Stored data entries
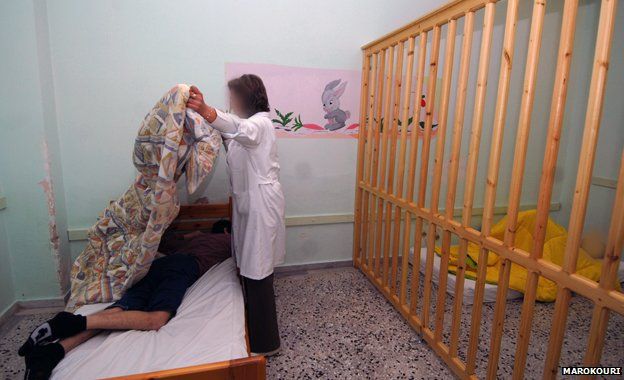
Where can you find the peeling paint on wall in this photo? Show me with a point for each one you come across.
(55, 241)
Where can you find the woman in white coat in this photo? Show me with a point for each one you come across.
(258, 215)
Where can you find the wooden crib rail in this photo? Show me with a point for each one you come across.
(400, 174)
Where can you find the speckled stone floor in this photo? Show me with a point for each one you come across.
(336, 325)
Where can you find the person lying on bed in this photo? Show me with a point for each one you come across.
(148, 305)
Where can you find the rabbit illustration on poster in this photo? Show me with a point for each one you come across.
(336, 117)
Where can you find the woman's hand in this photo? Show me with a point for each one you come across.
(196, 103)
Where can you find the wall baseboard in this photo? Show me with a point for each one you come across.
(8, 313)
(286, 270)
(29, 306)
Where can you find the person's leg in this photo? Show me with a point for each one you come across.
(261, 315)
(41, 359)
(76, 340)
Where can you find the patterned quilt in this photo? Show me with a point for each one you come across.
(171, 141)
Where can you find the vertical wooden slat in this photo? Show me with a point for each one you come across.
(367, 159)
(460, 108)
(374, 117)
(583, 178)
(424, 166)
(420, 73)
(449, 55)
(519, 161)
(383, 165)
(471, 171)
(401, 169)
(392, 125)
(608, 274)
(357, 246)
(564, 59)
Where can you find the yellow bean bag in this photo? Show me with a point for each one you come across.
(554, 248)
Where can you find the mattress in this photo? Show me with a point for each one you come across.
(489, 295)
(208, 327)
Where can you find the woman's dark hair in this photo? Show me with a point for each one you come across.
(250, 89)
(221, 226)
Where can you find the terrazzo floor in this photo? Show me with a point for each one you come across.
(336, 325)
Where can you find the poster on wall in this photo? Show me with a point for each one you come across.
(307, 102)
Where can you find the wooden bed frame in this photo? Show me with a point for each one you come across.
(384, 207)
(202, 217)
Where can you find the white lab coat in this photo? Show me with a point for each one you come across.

* * *

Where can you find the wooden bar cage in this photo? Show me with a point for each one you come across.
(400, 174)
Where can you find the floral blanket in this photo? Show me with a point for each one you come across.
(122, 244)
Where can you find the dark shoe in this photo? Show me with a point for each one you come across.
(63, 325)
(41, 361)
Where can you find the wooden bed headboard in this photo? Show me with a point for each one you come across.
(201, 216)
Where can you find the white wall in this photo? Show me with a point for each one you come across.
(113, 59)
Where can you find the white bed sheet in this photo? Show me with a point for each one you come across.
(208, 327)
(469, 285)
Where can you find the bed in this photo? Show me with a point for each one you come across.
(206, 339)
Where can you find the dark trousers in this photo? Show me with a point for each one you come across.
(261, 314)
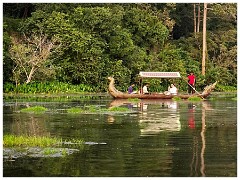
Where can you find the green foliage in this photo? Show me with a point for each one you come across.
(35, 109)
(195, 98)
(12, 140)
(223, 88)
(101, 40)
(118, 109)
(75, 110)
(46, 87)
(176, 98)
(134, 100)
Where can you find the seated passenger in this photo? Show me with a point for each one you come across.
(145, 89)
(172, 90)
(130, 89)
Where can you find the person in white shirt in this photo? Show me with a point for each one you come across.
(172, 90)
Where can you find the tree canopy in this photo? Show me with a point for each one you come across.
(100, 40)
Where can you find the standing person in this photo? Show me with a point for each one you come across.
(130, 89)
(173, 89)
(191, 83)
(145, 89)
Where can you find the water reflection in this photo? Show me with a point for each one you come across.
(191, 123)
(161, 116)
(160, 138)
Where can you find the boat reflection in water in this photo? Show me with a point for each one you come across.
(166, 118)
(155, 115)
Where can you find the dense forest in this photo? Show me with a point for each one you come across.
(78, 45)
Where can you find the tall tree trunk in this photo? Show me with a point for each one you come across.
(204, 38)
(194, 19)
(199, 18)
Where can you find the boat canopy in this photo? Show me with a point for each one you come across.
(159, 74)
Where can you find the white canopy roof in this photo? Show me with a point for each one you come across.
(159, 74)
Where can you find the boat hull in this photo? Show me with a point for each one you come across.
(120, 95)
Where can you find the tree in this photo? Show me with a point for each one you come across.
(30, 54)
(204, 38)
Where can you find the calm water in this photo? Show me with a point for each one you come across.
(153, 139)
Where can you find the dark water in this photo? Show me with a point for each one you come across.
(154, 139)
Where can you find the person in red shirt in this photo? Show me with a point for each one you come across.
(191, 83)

==

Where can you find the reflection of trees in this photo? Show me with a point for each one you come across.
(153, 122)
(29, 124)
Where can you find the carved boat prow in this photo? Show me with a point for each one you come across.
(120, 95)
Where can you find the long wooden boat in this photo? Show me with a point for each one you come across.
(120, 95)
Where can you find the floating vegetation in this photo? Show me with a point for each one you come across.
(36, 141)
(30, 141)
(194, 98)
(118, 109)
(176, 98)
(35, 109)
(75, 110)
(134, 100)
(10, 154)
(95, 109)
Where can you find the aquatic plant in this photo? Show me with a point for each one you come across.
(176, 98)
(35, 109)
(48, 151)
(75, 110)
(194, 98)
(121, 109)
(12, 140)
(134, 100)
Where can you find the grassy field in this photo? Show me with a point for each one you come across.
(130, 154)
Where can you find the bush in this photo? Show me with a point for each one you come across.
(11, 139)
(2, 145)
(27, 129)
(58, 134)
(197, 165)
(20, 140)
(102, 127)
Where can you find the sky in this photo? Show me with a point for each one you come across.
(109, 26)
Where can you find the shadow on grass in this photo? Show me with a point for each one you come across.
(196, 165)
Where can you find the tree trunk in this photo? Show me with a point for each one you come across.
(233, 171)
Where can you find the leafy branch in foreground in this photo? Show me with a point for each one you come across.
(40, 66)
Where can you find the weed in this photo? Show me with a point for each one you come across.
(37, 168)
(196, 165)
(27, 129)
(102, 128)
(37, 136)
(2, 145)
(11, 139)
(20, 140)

EXERCISE PROMPT
Report how many lines of the entries above contain the word "floor", giving only the number.

ANSWER BELOW
2